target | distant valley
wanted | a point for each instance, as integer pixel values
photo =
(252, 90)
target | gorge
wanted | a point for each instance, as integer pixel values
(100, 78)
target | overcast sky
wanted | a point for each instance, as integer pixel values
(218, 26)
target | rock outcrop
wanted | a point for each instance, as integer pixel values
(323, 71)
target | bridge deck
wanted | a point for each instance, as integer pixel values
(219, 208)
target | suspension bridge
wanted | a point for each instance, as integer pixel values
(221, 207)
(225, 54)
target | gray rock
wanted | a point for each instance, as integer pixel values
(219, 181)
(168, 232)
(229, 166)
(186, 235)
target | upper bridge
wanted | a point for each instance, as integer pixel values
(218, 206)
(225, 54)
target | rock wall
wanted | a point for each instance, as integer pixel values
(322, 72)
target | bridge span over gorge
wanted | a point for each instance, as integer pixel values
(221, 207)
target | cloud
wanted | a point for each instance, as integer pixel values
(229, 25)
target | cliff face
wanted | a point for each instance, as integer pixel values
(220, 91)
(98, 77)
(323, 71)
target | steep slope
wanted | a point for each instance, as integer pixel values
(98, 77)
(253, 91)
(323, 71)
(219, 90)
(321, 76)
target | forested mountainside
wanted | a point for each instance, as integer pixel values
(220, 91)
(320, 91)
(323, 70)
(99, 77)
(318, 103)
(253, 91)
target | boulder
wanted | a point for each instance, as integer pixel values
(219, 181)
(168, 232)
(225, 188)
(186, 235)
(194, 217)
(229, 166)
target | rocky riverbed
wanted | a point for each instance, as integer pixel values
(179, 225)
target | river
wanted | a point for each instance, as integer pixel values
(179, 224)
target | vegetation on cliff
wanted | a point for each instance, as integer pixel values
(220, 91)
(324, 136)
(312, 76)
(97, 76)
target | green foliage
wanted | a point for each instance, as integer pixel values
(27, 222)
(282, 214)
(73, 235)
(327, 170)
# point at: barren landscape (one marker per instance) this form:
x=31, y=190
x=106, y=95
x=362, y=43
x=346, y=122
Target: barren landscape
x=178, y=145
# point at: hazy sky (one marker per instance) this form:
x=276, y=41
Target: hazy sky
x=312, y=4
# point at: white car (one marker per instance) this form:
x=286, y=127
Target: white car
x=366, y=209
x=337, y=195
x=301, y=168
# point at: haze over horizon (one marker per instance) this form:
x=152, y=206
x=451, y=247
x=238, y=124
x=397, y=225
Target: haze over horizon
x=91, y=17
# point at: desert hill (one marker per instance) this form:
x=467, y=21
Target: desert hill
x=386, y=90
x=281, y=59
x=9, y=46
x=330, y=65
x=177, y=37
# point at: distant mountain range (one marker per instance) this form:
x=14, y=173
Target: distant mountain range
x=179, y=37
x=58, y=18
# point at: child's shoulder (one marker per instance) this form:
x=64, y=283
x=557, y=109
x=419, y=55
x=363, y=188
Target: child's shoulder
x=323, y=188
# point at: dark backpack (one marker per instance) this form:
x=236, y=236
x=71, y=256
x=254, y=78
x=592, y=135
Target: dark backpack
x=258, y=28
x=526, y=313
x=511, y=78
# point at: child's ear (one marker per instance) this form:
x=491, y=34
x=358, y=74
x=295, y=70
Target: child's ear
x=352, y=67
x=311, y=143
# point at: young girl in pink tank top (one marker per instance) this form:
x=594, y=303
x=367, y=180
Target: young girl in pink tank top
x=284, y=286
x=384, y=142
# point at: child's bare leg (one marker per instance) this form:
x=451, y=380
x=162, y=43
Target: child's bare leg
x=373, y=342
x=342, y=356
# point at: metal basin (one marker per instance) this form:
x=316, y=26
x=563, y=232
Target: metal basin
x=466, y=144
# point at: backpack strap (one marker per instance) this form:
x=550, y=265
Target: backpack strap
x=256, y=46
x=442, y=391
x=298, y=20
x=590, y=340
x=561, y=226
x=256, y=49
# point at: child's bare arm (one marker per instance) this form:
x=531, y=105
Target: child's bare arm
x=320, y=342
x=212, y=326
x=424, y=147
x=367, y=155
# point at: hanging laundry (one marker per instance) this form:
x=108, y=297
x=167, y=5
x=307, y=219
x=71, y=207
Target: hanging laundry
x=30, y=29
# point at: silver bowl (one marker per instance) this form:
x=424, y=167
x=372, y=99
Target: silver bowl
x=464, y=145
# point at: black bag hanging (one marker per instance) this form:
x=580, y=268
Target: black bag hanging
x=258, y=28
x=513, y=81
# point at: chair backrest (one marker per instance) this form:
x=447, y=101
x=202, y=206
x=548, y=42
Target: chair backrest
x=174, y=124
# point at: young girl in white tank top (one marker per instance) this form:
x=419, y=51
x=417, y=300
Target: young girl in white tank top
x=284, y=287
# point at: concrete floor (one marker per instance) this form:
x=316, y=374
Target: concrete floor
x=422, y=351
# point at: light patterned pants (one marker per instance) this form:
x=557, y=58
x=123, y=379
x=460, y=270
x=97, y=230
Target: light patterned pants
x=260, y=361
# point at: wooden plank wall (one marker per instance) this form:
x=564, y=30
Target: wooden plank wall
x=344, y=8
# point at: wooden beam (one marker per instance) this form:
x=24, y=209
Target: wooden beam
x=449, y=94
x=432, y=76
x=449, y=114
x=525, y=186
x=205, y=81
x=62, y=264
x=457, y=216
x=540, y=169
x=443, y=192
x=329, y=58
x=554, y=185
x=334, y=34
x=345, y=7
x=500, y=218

_ _ _ _

ZIEL> Tausche in allen Einträgen oben "instance" gegen "occurrence" aus und gib die Zeilen sonst unverändert wieder.

ENDERGEBNIS>
target | distant valley
wanted | a point for each occurrence, as integer pixel values
photo =
(252, 90)
target | gorge
wanted | a point for each occurrence, as integer pixel values
(100, 78)
target | overcast sky
wanted | a point for each occurrence, as integer pixel values
(218, 26)
target | rock outcrop
wanted | a point for each occurrence, as integer pixel values
(323, 71)
target | bridge deck
wanted | a point for each occurrence, as integer pixel values
(219, 208)
target | suspension bridge
wanted | a point for each occurrence, as integer pixel values
(221, 207)
(225, 54)
target | gray rock
wanted | a point for each occurrence, as integer pixel values
(219, 181)
(168, 232)
(229, 166)
(186, 235)
target | upper bridge
wanted | a point for each occurrence, as integer pixel values
(218, 206)
(225, 54)
target | rock wall
wanted | a point for each occurrence, as integer pixel values
(322, 72)
target | bridge span over gorge
wanted | a point for each occurrence, as integer pixel values
(221, 207)
target | cloud
wanted | a point for each occurrence, as integer pixel values
(229, 25)
target | cliff face
wanted | a point for each occurrence, as integer pixel values
(220, 91)
(98, 77)
(323, 71)
target | steep slope
wanted | a point for each occurrence, as integer pixel values
(98, 77)
(253, 91)
(323, 71)
(219, 90)
(321, 76)
target | forested mountainside
wanted | a point for each occurrence, as integer pixel values
(220, 91)
(320, 91)
(323, 70)
(99, 77)
(318, 103)
(253, 91)
target | boulder
wanted | a point for each occurrence, as integer pixel values
(219, 181)
(168, 232)
(225, 188)
(186, 235)
(194, 217)
(229, 166)
target | rocky riverbed
wanted | a point for each occurrence, as integer pixel values
(179, 225)
target | river
wanted | a point for each occurrence, as integer pixel values
(179, 224)
target | vegetation on cliff
wanted | a point for each occurrence, as integer pixel values
(220, 91)
(324, 136)
(312, 76)
(97, 76)
target | green foliage
wanted | a point for each occurrence, as integer pixel values
(27, 222)
(282, 214)
(73, 235)
(327, 170)
# point at: barren landscape (one marker per occurrence) this form:
x=31, y=190
x=106, y=95
x=362, y=43
x=346, y=122
Target: barren landscape
x=178, y=145
# point at: hazy sky (one marker per occurrence) this form:
x=276, y=41
Target: hazy sky
x=312, y=4
# point at: white car (one marker per occurrence) this form:
x=286, y=127
Target: white car
x=366, y=209
x=337, y=195
x=301, y=168
# point at: haze over horizon (one marker per occurrence) this form:
x=152, y=206
x=451, y=247
x=238, y=124
x=397, y=225
Target: haze over horizon
x=91, y=17
# point at: desert hill (one marker per occurrence) this form:
x=467, y=21
Target: desert hill
x=386, y=90
x=281, y=59
x=9, y=46
x=330, y=65
x=177, y=37
# point at: distant mountain range (one marker per occurrence) this form:
x=14, y=173
Target: distant mountain range
x=179, y=37
x=58, y=18
# point at: child's shoulder (one marker per occurrence) this form:
x=64, y=283
x=557, y=109
x=419, y=55
x=363, y=188
Target: child's shoulder
x=323, y=188
# point at: dark backpack (one marker per occurrence) this form:
x=236, y=236
x=71, y=256
x=254, y=78
x=592, y=135
Target: dark backpack
x=258, y=28
x=526, y=313
x=511, y=78
# point at: child's ear (one marker per occurrence) this form:
x=491, y=34
x=358, y=74
x=295, y=70
Target: child's ear
x=352, y=67
x=311, y=143
# point at: young girl in pink tank top (one marker per occurrence) this form:
x=594, y=303
x=367, y=180
Target: young girl in pink tank top
x=284, y=286
x=384, y=142
# point at: child's bare leg (one marker per occurrence) this form:
x=451, y=380
x=162, y=43
Target: child's bare leg
x=373, y=342
x=342, y=356
# point at: metal basin (one marker per occurrence) this form:
x=316, y=26
x=563, y=232
Target: metal basin
x=466, y=144
# point at: backpack strap (one marker per occurrence) this form:
x=550, y=265
Target: backpack strap
x=256, y=46
x=442, y=391
x=298, y=20
x=590, y=340
x=561, y=226
x=256, y=49
# point at: child's bare arm (one marker per occurrence) this form:
x=531, y=105
Target: child's bare arm
x=320, y=342
x=212, y=326
x=424, y=147
x=367, y=155
# point at: hanging laundry (one marker per occurrence) this form:
x=108, y=297
x=167, y=5
x=307, y=219
x=71, y=207
Target: hanging laundry
x=30, y=29
# point at: silver bowl (one marker per occurrence) this form:
x=424, y=167
x=372, y=99
Target: silver bowl
x=464, y=145
# point at: black bag hanging (one marker per occurrence) this form:
x=580, y=268
Target: black bag hanging
x=258, y=28
x=513, y=81
# point at: chair backrest (one marker per occurrence) this form:
x=447, y=101
x=202, y=206
x=548, y=42
Target: chair backrest
x=174, y=124
# point at: young girl in white tank top (one marker per occurrence) this form:
x=419, y=51
x=417, y=300
Target: young girl in white tank top
x=284, y=287
# point at: concrete floor (one marker per occurrence) this form:
x=316, y=374
Target: concrete floor
x=422, y=351
# point at: light patterned pants (one marker per occurrence) this form:
x=557, y=58
x=123, y=379
x=460, y=270
x=97, y=230
Target: light patterned pants
x=260, y=361
# point at: wooden plank wall (one marker per occurrence) this form:
x=564, y=30
Target: wooden plank wall
x=344, y=8
# point at: wooden beam (one marker per occurrence) this form:
x=24, y=209
Target: wooden beam
x=449, y=94
x=432, y=76
x=449, y=114
x=525, y=186
x=205, y=81
x=62, y=264
x=457, y=216
x=540, y=169
x=443, y=192
x=329, y=58
x=554, y=185
x=334, y=34
x=345, y=7
x=500, y=218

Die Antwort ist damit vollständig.